[Items from a data source]
++++++

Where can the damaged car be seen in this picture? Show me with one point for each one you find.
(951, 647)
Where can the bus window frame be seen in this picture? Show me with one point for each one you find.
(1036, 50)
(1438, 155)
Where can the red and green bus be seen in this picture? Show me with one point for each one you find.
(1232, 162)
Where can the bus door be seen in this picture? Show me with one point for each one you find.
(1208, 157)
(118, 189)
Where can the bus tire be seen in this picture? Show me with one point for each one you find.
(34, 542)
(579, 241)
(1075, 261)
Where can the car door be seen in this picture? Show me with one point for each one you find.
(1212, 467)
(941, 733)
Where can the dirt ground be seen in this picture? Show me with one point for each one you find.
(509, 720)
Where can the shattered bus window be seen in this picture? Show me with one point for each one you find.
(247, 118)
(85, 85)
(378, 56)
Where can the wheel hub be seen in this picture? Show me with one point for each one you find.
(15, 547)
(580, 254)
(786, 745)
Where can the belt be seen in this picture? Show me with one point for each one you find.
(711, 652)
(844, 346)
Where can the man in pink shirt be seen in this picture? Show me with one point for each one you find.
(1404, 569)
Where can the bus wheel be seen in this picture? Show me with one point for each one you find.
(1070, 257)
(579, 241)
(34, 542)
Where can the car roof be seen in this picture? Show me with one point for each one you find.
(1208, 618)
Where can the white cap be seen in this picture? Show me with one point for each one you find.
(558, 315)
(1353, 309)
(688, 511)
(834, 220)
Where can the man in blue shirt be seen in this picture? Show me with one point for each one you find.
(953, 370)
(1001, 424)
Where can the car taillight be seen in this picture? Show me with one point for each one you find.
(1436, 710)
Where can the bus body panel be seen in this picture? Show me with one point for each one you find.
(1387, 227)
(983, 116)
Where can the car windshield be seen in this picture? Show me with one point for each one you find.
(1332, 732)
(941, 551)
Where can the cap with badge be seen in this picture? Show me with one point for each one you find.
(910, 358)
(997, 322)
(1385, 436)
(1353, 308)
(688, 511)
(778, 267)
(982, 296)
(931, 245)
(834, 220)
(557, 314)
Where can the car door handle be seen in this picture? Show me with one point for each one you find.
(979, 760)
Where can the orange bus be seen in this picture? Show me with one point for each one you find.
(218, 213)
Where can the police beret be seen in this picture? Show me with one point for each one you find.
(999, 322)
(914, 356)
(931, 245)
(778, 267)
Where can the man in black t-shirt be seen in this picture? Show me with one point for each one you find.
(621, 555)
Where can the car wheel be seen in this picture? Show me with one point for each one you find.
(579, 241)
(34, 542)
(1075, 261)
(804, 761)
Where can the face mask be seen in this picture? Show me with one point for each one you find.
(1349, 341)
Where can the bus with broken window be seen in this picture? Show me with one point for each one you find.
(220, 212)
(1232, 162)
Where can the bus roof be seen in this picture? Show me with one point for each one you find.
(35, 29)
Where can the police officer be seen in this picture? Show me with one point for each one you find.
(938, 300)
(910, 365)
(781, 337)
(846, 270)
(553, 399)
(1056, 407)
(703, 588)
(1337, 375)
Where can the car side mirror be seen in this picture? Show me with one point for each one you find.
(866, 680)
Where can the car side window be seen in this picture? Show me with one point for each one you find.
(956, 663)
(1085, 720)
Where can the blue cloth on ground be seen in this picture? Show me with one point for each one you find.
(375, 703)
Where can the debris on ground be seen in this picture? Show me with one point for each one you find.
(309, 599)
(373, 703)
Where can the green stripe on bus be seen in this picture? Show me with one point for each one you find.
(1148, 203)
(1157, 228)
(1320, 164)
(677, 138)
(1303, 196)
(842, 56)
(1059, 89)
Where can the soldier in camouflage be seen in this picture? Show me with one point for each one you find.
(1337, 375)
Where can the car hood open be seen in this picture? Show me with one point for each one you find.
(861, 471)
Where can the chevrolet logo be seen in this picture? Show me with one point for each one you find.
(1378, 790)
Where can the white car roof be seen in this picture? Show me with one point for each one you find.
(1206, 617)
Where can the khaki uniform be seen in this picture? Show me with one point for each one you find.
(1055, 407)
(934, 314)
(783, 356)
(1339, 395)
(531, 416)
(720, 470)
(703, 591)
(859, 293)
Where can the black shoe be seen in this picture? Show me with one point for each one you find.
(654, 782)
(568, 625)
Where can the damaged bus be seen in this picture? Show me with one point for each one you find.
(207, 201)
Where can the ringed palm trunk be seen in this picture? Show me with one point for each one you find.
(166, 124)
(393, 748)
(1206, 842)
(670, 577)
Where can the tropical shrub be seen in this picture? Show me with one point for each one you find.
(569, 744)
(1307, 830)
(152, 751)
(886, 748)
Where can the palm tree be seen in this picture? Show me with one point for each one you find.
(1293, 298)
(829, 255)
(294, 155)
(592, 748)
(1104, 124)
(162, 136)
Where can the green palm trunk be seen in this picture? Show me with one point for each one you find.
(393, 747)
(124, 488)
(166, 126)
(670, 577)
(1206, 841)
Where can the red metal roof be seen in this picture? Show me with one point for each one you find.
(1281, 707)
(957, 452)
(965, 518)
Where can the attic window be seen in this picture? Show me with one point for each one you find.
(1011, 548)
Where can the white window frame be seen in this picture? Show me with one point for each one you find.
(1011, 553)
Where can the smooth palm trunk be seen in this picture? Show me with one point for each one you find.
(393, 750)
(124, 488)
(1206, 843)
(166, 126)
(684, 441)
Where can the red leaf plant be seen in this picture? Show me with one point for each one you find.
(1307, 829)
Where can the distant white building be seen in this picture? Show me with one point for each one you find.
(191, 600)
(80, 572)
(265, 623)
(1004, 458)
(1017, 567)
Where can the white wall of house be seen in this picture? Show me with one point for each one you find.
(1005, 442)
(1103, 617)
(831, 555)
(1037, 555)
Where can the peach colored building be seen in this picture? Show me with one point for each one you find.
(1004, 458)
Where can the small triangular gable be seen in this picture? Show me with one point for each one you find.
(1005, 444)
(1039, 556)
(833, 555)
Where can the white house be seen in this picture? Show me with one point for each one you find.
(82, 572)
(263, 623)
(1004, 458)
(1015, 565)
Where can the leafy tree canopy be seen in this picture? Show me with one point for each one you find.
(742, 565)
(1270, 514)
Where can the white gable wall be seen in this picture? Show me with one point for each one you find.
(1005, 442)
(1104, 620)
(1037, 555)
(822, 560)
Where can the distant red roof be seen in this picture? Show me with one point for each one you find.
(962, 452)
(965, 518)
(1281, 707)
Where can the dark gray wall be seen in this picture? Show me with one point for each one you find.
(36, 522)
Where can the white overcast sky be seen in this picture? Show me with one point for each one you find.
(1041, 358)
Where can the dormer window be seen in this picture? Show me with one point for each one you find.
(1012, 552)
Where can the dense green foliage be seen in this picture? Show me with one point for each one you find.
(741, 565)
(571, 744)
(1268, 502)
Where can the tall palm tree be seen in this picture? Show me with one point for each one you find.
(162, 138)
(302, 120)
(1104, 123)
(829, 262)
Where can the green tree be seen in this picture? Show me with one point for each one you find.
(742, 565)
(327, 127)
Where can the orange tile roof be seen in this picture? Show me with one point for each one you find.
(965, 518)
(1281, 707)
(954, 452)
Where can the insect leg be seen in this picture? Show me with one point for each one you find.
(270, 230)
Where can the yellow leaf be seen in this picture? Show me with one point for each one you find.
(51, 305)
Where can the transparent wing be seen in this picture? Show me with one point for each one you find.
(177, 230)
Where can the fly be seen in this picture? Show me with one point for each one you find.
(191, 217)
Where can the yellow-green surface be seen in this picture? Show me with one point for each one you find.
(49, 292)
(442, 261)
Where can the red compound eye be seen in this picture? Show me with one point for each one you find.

++++++

Reproduce each entry above exactly, keeping every word.

Where can the damaged car be seen in this picture? Show me with one point for each one you find.
(951, 647)
Where can the bus window frame be seen in this picture? Show me with one point for each one you find.
(1036, 50)
(1438, 155)
Where can the red and green bus be seen in this picture? Show me with one point for each one you find.
(1232, 162)
Where can the bus door be seen in this picture? Show me with one point for each one you find.
(1208, 157)
(118, 189)
Where can the bus tire be seen in this picture? Show me with one point for each one you find.
(34, 542)
(579, 241)
(1075, 261)
Where can the car door be seen in this picture? Show me with one point for each one you find.
(1212, 467)
(941, 733)
Where can the dirt ground be seen in this picture? Show me with one point for each one you find.
(509, 720)
Where can the shattered bus window be seen in this picture? Show me with one point for each one you find.
(247, 118)
(85, 85)
(378, 56)
Where can the wheel hub be seen in this picture? Show me with one point for each one you find.
(15, 547)
(580, 254)
(786, 745)
Where can the belt be seen in this picture? Show me with one point for each one you find.
(711, 652)
(844, 346)
Where can the man in pink shirt be seen in this picture? Show me with one point for each one you find.
(1404, 569)
Where can the bus wheel be seen in this picture? Show me with one point for each one you find.
(1070, 257)
(579, 241)
(34, 542)
Where can the car roof be seen in this picture? Show me with one point for each one you find.
(1208, 618)
Where can the white cap be seen in this picture? Show me with one point for each one you find.
(558, 315)
(1353, 309)
(688, 511)
(834, 220)
Where can the man in blue shirt be seen in this picture? Show me with one point for each one you find.
(953, 370)
(1001, 424)
Where can the car taillight be seen in this picture? Show me with one point for each one you find.
(1436, 710)
Where can the bus body panel be seen in this picture? Show me with one point for each one you find.
(1387, 227)
(983, 116)
Where can the car windshield be seen in this picture? Show me with one point for each one you find.
(1332, 732)
(941, 551)
Where can the cap with badge be seen in this picture? Show me with one point for each one you find.
(910, 358)
(997, 322)
(1385, 436)
(1353, 308)
(688, 511)
(778, 267)
(982, 296)
(931, 245)
(834, 220)
(557, 314)
Where can the car door handle be seen in this picture? Show me with one point for each one you find.
(979, 760)
Where can the orange bus be seen in this picture? Show me with one point for each one you find.
(218, 213)
Where can the police beret be seen in this picture? Show me with one point for each one you find.
(999, 322)
(914, 356)
(931, 245)
(778, 267)
Where can the man in black t-shirt be seen in this picture? Show me with one point for each one you find.
(621, 555)
Where can the car wheel be seen in this picture? Show me with one point for each one you find.
(579, 241)
(34, 542)
(1075, 261)
(804, 761)
Where can the face mask be seen in this picture? Show me with one point for each one you find.
(1349, 341)
Where can the bus with broken window be seen in this picture? Show me with one point for each one you find.
(220, 212)
(1232, 162)
Where can the bus roof be seen in this picture? Show me with one point for each one you find.
(35, 29)
Where can the police officer be seen in this picture? Show me with one point for each one you find.
(938, 300)
(910, 365)
(781, 337)
(846, 270)
(553, 399)
(1056, 407)
(703, 588)
(1337, 375)
Where can the car side mirror be seen in this picture? Show me with one point for each one you find.
(866, 680)
Where can the car side window be seen in this picture? Show me with one point for each one you find.
(956, 663)
(1085, 720)
Where can the blue cloth on ground be seen in this picture? Show me with one point for each one you find.
(375, 703)
Where can the debris on ground be seen in this picture? Show me with one point for each one you find.
(309, 599)
(373, 703)
Where can the green stripe on bus be seen in this picture? Show me with one point for each one you find.
(1148, 203)
(1157, 228)
(1320, 164)
(677, 138)
(1303, 196)
(842, 56)
(1059, 89)
Where can the soldier in camouflage be seen in this picture? Show me with one point for each one you find.
(1337, 375)
Where can the car hood open be seen in this picture? Show me with one point for each one you find.
(861, 471)
Where can the chevrolet logo be seen in this picture? Show me with one point for each one you find.
(1378, 790)
Where can the white car roof be seen in this picture? Show me with one point for each one you find.
(1206, 617)
Where can the khaki uniform be seen in this picture? Show me with one point for each one you find.
(1055, 407)
(934, 314)
(783, 356)
(1339, 395)
(531, 416)
(720, 470)
(703, 591)
(859, 293)
Where can the black shoe be seen in this picture? Show me with one point for each one you find.
(654, 782)
(568, 625)
Where can the damaged bus be seen in this picture? Show me with one point for each one you find.
(207, 201)
Where can the ringed palm trunk be seen in this picture? Show me with one point for each one you find.
(166, 124)
(393, 748)
(1206, 842)
(670, 577)
Where can the tropical shrub be seen in this picture? Show me with one point for each one you find.
(569, 744)
(1307, 830)
(152, 751)
(886, 748)
Where can the palm tree be seen in this picture? Show me with one point for each one you find.
(1293, 298)
(829, 255)
(294, 155)
(592, 748)
(1104, 124)
(162, 136)
Where can the green palm trunk be seen in this picture? Show me with one point for each one you find.
(393, 747)
(124, 488)
(166, 126)
(670, 577)
(1206, 841)
Where can the red metal roof be seen in this picture? Show me with one point for each one you find.
(1281, 707)
(957, 452)
(965, 518)
Where can the attic window be seen in this picture? Show me with one point for each one you find.
(1011, 548)
Where can the white window frame be seen in this picture? Show me with one point for each one you find.
(1011, 553)
Where can the smooth palm trunk be seen in this picture? Show me with one point for each one you find.
(393, 750)
(124, 488)
(1206, 843)
(166, 126)
(684, 441)
Where can the red leaf plant be seen in this picture? Show me with one point for each one you find.
(1307, 829)
Where can the distant white building be seen in this picture? Show me with one point for each one you find.
(191, 600)
(80, 572)
(265, 623)
(1004, 458)
(1017, 567)
Where can the white wall of house be seen in this picture? Show me with one point for each one you find.
(1005, 442)
(1103, 617)
(831, 555)
(1037, 555)
Where can the peach colored building be seen in this picture? Show me with one point for each one you find.
(1004, 458)
Where can the small triangular gable be seen in this picture? Show me with one point for each one you find.
(1005, 444)
(1039, 556)
(833, 555)
Where can the white house be seen in this picture? Show me with one point for each one you find.
(82, 572)
(263, 623)
(1004, 458)
(1015, 565)
Where can the leafy tree canopy be seen in this picture? Show me with one point for each one you find.
(742, 565)
(1270, 514)
Where can the white gable wall be seen in this picture? Show me with one point for each one you find.
(1005, 442)
(1104, 620)
(1037, 555)
(822, 560)
Where can the distant red roof be seen in this picture? Show me with one point for each one you find.
(962, 452)
(965, 518)
(1281, 707)
Where can the dark gray wall be seen in this picture? Show me with one point for each one you find.
(36, 522)
Where can the white overcast sky be seen in this picture? Show me with one point for each one you find.
(1041, 358)
Where can the dormer window be seen in this picture? Show me with one point for each one you find.
(1012, 552)
Where can the dense green foliage be seen in this picture? Show me with one point for each one you find.
(741, 565)
(571, 744)
(1268, 502)
Where can the tall palm tree be seen in this picture? Show me with one point for each one you find.
(162, 138)
(302, 120)
(1104, 123)
(829, 262)
Where can the green tree be seen in this picture? Show me with one point for each one you find.
(742, 565)
(327, 127)
Where can the orange tile roof be seen in this picture? Show me with one point for each one you find.
(965, 518)
(1281, 707)
(954, 452)
Where can the insect leg be seen in this picture? Show me with one point for each one you find.
(270, 230)
Where can the yellow leaf be seen in this picture? Show me with one point for each one you find.
(51, 305)
Where can the transparent wing be seen in this picture? Show me with one point for each one you find.
(177, 230)
Where can the fly be seen in this picture? Show me with one point for each one you find.
(191, 217)
Where can the yellow-green surface be seen in this picture? Show me with one point for each one you find.
(49, 292)
(442, 261)
Where can the red compound eye be seen in this picture? Show me with one point for each one you find.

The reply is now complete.